# Assignment:
Read through the data, and wherever a line holds the word "yellow", write that line out.

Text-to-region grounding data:
━━━━━━━━━━━━━━━━━━━━━━━━━━━━━━

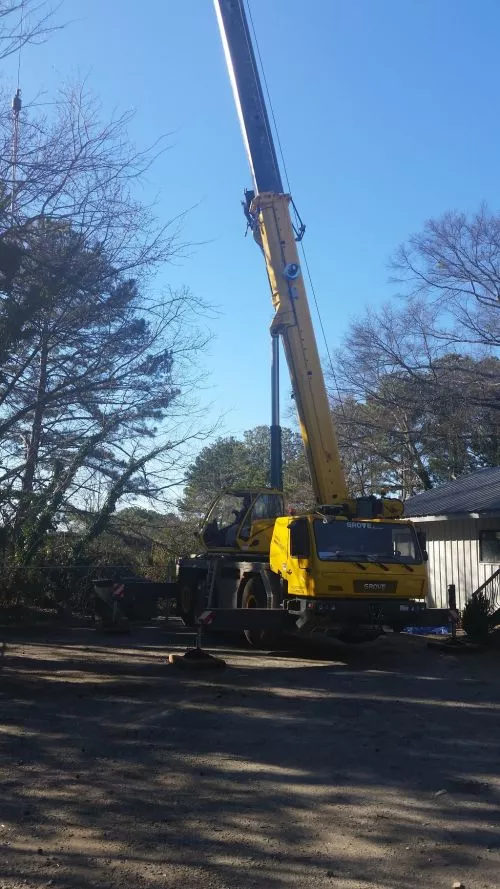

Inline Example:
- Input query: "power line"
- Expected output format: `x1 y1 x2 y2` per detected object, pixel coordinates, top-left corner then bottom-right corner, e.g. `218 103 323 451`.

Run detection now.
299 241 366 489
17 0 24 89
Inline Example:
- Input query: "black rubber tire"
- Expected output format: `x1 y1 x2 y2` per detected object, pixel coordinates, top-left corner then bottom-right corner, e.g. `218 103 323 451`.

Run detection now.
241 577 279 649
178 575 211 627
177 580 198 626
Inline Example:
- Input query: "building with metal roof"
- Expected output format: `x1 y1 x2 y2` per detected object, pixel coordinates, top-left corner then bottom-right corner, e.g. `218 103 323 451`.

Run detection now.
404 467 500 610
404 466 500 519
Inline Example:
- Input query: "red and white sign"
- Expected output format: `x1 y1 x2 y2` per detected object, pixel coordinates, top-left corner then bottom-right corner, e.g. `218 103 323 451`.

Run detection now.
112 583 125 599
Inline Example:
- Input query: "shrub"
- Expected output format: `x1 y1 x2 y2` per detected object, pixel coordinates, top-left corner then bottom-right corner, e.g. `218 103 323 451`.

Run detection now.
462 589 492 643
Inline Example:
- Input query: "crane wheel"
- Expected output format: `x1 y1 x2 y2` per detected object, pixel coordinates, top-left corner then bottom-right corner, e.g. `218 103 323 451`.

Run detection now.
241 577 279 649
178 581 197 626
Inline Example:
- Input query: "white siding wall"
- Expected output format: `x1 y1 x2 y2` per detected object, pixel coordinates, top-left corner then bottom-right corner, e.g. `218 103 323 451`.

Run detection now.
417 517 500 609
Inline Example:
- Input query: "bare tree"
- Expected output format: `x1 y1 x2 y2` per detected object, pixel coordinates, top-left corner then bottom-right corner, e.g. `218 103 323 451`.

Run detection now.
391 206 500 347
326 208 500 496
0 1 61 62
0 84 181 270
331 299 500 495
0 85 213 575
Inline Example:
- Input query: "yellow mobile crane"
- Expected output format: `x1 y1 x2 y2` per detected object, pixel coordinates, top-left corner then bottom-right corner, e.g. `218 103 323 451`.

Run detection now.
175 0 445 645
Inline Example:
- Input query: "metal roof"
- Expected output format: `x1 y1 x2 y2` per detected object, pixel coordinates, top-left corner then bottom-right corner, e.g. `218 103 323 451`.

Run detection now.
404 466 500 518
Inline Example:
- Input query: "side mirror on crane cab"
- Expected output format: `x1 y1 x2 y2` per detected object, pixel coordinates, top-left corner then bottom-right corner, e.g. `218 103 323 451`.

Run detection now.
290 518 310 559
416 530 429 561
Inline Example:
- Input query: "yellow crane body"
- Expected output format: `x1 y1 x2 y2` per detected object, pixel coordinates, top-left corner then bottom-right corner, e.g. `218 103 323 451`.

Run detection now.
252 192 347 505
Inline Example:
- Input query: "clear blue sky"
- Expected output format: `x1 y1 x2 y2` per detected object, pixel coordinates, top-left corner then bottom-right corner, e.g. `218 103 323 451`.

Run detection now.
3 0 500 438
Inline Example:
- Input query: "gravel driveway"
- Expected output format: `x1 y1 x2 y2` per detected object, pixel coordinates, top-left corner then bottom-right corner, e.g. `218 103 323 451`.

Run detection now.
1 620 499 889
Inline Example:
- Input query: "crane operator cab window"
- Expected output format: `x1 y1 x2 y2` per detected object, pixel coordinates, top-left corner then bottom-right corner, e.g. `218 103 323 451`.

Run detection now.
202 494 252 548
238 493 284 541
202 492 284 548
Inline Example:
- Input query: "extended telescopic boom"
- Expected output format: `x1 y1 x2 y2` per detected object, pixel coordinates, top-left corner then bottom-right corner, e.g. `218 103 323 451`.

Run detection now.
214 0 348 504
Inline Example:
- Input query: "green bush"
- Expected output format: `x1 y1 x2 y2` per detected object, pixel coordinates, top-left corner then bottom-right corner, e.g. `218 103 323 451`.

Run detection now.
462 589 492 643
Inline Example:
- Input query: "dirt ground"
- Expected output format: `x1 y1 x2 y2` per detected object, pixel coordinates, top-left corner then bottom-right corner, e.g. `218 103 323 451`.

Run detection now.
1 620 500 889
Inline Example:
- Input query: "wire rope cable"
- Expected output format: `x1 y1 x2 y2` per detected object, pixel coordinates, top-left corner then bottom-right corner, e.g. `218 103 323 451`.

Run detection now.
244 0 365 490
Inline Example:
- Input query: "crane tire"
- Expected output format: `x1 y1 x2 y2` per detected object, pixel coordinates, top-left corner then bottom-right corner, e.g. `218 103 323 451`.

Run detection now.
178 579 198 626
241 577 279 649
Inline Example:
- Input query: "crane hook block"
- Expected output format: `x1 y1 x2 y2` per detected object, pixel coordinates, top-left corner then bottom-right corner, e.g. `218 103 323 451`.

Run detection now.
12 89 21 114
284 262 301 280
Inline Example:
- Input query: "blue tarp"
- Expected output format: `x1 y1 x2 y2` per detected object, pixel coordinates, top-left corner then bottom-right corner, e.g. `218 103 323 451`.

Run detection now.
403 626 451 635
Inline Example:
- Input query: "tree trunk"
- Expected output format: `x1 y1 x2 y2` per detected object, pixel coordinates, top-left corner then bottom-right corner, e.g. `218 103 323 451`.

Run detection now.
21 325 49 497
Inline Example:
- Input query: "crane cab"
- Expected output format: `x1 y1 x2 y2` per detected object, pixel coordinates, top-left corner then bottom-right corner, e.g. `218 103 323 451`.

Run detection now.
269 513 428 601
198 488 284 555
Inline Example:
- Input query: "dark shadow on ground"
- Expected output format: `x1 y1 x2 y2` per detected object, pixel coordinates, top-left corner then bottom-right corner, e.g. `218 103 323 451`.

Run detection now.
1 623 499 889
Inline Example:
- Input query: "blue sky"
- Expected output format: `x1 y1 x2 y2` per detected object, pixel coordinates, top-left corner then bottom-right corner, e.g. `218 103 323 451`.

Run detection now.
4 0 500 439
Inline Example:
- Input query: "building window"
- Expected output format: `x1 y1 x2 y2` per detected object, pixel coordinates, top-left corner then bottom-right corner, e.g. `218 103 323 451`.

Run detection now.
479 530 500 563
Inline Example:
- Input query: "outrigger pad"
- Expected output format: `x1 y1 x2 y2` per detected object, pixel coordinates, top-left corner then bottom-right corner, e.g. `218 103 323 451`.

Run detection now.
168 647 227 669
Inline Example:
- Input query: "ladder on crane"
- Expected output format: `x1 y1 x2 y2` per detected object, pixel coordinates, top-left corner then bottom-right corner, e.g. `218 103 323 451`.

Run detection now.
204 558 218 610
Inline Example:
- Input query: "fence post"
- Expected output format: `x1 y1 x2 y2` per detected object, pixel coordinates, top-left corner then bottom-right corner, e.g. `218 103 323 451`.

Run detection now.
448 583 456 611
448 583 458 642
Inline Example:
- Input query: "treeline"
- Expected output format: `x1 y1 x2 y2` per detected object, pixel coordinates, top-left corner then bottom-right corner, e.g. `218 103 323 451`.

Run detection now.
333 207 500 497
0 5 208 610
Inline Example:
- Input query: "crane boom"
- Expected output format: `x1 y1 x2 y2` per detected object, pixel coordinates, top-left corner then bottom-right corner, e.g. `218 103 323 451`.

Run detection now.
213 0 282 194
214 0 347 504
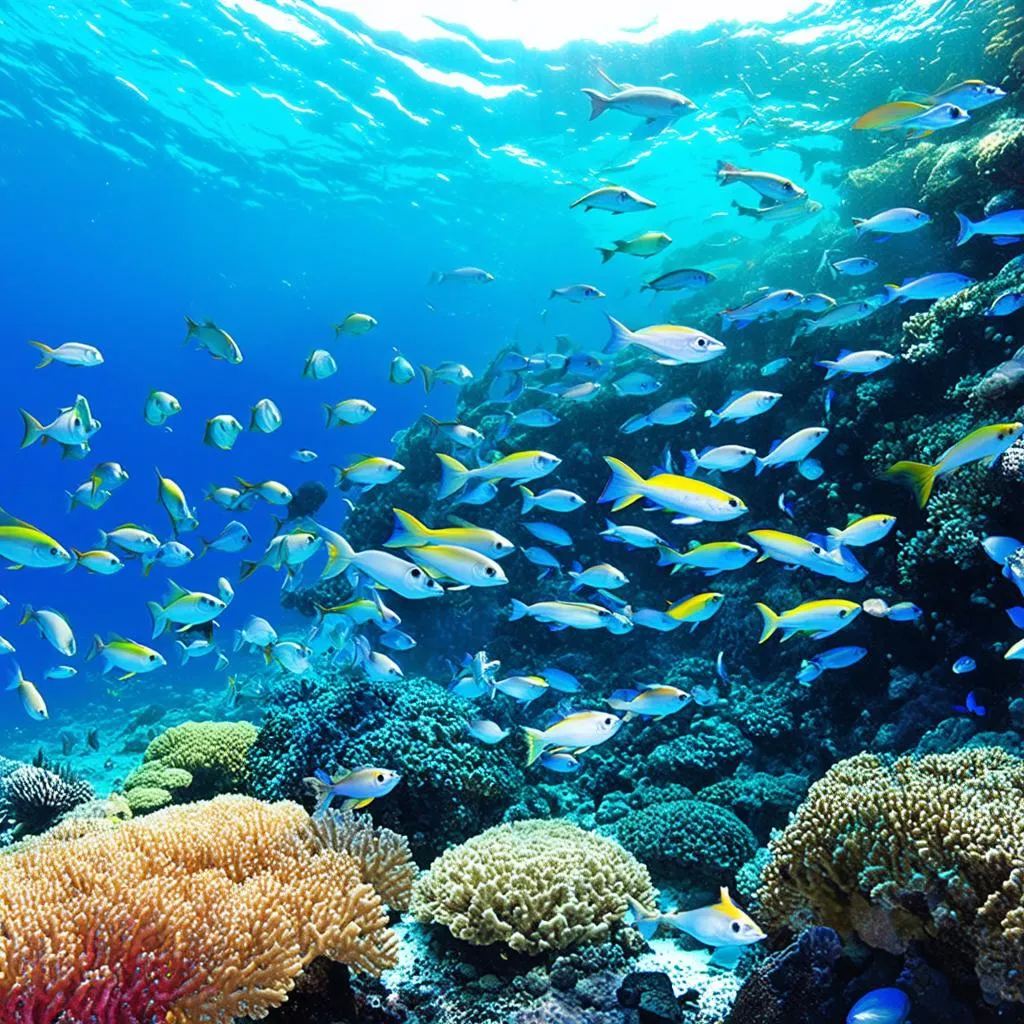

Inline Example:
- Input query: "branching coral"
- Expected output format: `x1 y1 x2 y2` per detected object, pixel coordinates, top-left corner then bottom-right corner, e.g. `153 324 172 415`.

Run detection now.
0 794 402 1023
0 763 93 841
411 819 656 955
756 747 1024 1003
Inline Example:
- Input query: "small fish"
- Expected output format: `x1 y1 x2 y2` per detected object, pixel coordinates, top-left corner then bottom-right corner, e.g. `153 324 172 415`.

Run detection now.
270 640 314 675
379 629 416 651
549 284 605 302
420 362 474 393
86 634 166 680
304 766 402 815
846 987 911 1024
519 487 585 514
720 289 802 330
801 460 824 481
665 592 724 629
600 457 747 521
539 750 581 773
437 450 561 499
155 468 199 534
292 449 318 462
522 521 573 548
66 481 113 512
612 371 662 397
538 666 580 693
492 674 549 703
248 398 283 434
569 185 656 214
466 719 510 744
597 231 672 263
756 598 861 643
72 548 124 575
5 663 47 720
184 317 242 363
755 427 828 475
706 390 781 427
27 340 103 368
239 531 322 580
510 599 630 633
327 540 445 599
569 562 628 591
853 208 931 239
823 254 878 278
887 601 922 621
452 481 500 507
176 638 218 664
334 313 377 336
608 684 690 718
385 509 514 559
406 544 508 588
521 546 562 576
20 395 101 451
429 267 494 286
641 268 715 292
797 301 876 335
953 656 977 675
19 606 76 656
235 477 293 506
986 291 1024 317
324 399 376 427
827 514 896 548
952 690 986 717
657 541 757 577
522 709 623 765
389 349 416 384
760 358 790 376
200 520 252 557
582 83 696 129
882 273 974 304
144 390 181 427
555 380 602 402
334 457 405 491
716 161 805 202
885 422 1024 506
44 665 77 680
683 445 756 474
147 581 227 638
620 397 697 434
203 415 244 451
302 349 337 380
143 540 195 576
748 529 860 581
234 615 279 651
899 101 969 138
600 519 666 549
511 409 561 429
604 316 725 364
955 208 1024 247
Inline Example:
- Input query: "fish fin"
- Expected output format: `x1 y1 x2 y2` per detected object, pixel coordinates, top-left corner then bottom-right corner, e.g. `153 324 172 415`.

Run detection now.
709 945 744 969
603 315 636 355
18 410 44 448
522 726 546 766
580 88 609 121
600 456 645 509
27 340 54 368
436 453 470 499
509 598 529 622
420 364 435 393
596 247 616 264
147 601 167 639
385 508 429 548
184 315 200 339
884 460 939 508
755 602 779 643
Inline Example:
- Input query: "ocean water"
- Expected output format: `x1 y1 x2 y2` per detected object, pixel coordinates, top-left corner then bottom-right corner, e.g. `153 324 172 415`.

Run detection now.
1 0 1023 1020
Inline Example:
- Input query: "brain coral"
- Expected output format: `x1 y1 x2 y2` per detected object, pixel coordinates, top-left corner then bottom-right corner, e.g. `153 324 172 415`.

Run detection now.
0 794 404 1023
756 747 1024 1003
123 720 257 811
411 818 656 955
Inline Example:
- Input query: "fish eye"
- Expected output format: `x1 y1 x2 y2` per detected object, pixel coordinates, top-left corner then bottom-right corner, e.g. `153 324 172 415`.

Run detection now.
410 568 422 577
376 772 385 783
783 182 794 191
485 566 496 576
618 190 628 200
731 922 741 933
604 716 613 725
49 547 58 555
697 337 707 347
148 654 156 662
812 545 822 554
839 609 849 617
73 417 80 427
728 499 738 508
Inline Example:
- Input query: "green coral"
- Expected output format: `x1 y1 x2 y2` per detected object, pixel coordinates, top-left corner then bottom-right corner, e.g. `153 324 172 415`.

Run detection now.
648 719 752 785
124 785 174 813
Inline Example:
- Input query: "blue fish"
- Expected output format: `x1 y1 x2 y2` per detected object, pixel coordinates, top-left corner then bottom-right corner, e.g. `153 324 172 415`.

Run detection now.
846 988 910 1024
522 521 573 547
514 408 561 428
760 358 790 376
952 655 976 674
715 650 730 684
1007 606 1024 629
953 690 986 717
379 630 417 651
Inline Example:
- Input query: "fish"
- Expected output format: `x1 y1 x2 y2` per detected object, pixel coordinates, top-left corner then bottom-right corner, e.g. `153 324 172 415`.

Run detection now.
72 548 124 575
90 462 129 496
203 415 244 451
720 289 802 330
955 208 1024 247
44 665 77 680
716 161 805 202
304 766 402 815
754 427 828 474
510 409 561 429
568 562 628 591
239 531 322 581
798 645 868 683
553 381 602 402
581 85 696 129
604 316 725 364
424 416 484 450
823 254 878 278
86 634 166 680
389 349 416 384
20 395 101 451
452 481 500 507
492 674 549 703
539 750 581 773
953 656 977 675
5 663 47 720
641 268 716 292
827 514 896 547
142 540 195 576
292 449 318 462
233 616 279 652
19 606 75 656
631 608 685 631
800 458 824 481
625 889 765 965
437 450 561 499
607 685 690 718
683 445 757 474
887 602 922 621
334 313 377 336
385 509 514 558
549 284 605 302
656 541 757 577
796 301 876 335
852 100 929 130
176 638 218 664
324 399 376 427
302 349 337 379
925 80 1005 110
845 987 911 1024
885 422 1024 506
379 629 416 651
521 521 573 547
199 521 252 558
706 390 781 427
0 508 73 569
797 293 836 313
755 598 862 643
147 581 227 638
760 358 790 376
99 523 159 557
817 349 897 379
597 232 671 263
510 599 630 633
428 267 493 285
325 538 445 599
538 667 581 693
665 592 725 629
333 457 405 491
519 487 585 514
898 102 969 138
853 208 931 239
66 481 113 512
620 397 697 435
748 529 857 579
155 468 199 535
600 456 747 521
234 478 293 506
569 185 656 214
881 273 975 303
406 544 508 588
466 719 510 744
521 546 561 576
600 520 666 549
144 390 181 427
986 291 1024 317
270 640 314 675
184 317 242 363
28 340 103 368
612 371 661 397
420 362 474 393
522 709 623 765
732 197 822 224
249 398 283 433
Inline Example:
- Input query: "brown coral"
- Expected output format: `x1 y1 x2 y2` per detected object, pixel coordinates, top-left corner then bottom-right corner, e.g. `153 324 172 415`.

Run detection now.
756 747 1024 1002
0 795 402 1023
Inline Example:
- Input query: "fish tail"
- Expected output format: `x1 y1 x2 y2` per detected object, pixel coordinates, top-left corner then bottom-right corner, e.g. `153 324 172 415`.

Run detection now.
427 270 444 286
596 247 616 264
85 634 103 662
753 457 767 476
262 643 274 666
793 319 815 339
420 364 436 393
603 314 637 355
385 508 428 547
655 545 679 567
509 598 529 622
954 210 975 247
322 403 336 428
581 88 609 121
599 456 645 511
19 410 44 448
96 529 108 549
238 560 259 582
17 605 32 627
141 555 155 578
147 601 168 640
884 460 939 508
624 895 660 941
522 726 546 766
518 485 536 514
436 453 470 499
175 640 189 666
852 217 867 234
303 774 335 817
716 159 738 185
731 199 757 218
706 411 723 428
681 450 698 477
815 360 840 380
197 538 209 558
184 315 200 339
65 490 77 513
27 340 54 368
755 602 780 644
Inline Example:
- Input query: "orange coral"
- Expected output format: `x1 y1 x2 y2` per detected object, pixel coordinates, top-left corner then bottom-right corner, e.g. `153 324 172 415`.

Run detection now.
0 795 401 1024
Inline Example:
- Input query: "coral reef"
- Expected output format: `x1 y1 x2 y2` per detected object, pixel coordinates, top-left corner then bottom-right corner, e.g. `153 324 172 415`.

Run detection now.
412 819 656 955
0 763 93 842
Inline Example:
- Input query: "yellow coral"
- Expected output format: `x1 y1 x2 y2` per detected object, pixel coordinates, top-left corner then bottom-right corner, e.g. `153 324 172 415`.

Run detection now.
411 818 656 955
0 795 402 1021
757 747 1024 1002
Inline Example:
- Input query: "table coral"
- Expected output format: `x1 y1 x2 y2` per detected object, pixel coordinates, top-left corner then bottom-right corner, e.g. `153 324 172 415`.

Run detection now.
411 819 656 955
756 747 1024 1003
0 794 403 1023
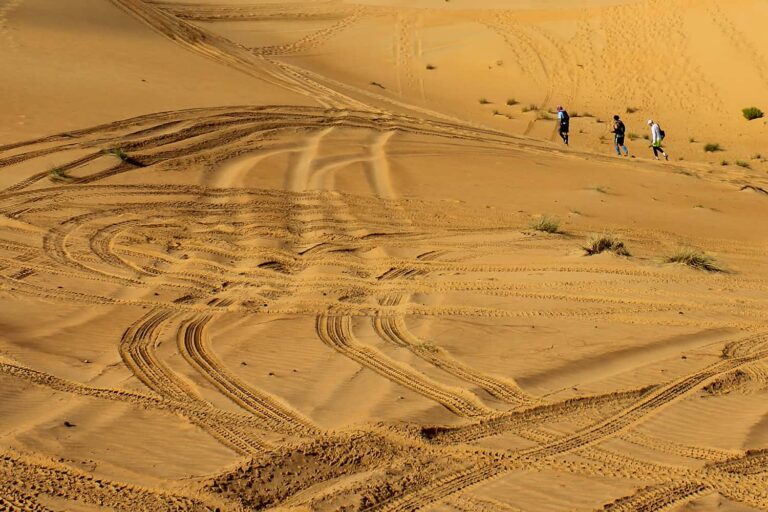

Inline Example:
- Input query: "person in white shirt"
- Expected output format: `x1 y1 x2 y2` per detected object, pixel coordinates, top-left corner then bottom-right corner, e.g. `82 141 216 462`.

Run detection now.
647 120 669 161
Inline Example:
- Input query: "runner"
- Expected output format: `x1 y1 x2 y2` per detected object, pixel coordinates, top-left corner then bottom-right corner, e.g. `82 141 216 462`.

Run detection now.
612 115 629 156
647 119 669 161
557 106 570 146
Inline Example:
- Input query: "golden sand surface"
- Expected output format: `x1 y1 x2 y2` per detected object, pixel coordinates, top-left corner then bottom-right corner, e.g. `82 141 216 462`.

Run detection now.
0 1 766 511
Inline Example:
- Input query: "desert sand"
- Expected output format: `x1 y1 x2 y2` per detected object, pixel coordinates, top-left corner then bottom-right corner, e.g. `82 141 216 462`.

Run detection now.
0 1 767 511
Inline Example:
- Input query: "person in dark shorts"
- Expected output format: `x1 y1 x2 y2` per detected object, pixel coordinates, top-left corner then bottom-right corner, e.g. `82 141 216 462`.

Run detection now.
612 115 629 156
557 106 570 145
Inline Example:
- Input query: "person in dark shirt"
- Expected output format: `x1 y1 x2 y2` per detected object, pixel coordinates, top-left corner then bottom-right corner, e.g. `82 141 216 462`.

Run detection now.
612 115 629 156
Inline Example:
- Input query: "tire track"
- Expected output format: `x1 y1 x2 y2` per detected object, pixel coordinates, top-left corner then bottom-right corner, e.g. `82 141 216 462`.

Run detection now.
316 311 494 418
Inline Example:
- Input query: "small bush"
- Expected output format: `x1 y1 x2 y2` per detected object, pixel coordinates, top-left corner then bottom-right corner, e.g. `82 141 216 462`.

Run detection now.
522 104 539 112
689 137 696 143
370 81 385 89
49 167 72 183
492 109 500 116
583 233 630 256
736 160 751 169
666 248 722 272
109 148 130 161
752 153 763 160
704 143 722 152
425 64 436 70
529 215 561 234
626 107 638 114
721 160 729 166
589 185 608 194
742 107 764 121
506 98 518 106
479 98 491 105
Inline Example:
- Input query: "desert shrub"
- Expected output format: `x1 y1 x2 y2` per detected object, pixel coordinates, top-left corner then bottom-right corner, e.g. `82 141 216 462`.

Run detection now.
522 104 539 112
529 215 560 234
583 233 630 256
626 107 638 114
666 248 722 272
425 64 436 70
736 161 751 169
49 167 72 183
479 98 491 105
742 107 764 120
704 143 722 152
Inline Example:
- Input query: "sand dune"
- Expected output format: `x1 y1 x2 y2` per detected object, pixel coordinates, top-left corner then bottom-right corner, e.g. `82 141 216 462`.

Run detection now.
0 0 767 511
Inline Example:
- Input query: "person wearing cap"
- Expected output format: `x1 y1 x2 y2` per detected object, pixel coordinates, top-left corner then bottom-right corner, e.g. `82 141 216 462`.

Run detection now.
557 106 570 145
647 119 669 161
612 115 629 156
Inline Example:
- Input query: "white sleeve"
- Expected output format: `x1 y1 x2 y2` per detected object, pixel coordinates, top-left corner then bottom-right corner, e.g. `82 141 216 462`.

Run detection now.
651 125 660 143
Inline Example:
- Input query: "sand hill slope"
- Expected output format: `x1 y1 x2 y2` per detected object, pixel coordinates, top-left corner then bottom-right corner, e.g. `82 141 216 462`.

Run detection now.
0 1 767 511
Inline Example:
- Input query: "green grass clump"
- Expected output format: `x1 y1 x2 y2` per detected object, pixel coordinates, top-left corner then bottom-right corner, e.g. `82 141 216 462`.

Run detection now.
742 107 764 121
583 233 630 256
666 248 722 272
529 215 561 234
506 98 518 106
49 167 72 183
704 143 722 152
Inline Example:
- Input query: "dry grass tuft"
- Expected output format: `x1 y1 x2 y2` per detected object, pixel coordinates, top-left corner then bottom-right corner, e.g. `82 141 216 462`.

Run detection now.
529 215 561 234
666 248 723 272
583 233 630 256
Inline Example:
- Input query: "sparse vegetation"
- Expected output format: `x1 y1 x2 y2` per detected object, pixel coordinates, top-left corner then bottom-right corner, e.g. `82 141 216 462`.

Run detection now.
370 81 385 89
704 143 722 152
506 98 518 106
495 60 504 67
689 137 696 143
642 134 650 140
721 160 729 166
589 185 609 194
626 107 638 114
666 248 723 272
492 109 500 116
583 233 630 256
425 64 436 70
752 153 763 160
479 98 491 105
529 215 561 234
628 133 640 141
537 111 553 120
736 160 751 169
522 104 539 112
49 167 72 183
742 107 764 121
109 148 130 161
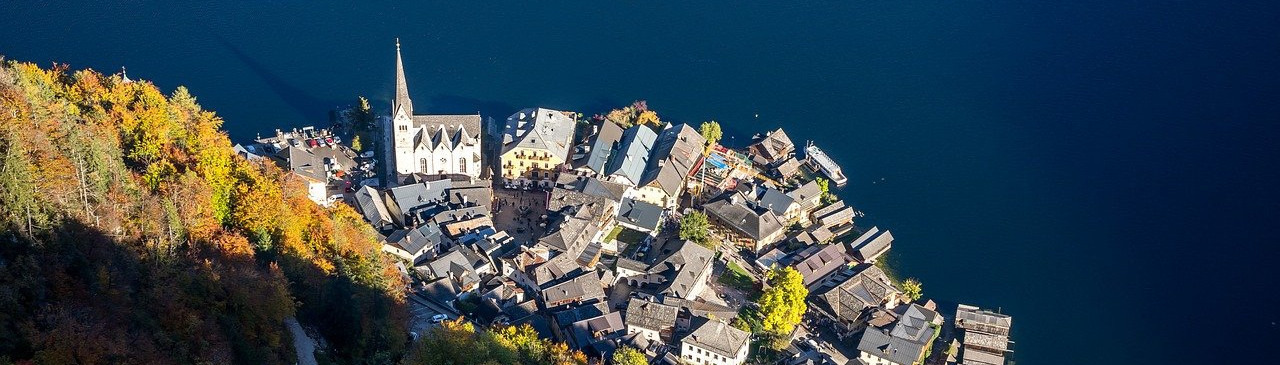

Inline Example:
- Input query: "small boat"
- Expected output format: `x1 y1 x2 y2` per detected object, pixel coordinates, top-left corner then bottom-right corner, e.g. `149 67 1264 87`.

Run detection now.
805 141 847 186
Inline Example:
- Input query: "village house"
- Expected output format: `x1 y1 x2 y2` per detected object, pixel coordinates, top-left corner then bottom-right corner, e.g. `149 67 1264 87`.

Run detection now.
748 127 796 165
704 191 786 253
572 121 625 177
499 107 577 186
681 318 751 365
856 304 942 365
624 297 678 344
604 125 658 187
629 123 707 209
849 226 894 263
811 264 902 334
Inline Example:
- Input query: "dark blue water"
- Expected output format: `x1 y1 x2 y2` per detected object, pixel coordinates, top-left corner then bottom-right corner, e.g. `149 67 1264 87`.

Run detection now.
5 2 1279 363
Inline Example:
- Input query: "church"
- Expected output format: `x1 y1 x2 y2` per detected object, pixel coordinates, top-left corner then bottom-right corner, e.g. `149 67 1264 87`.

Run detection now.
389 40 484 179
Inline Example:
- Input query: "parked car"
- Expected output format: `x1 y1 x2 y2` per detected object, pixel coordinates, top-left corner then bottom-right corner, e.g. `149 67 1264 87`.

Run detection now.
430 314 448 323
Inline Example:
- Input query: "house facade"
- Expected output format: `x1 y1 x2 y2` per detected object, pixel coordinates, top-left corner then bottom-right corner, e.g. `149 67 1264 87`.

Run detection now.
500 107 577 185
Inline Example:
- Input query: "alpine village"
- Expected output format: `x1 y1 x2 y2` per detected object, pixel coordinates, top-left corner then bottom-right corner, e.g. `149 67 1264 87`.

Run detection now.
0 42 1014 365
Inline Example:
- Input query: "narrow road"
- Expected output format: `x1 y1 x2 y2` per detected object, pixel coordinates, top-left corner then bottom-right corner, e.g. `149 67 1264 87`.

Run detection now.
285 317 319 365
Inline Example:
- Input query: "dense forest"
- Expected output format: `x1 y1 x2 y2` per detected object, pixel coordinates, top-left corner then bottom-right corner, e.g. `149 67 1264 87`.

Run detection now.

━━━━━━━━━━━━━━━━━━━━━━━━━━━━━━

# Answer area:
- Input query: "yellow mobile crane"
- Input query: "yellow crane body"
- Input query: "yellow coral"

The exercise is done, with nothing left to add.